■ WHAT IS NEEDED: Your reply should contain only the line with "Target: adult crane" and the lines after it through the end of the data, each written out exactly.

■ RECORDS SUPPLIED:
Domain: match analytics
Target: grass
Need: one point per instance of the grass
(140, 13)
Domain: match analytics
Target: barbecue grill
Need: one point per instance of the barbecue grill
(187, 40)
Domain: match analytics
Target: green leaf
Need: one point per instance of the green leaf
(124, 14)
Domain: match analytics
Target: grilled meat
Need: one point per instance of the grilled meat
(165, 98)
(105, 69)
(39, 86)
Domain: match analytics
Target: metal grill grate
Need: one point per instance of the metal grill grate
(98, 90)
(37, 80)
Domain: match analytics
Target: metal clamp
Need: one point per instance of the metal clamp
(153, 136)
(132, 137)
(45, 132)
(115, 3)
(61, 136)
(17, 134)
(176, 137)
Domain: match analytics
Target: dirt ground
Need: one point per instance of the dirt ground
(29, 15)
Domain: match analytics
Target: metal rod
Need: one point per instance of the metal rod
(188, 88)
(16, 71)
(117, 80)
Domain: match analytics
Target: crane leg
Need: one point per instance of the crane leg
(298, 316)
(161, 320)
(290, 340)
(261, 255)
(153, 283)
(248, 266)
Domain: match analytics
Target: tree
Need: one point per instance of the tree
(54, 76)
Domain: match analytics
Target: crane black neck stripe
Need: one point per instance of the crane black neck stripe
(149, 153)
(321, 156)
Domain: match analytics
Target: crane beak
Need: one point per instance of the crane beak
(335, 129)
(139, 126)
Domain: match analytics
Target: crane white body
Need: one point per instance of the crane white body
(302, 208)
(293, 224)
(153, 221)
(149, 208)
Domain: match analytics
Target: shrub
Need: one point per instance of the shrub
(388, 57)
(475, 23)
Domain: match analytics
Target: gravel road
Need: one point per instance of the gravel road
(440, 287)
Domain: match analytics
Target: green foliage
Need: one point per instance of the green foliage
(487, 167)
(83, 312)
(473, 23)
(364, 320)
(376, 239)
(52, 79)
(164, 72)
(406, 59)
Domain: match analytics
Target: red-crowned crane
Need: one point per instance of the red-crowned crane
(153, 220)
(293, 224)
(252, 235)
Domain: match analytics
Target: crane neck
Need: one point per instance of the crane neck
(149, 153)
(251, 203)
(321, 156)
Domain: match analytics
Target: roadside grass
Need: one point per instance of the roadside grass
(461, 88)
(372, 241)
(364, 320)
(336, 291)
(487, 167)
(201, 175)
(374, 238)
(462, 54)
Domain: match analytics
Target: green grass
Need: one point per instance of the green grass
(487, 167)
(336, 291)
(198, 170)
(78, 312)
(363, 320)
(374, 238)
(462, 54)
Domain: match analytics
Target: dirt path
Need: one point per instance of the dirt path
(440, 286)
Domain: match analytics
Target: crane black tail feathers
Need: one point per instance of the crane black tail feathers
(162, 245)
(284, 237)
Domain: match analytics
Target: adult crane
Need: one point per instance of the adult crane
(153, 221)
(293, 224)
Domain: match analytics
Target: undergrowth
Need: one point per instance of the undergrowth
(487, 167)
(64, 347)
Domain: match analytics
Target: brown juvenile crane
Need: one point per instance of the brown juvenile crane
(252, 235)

■ EXERCISE SOLUTION:
Target: adult crane
Need: one point per instance of the adult crane
(153, 221)
(293, 224)
Domain: match analytics
Target: undergrowth
Need: one point per instance of the undergrowth
(487, 167)
(64, 347)
Domain: match analytics
Target: brown juvenile crane
Need: one point per instance of the brown juvenile crane
(252, 235)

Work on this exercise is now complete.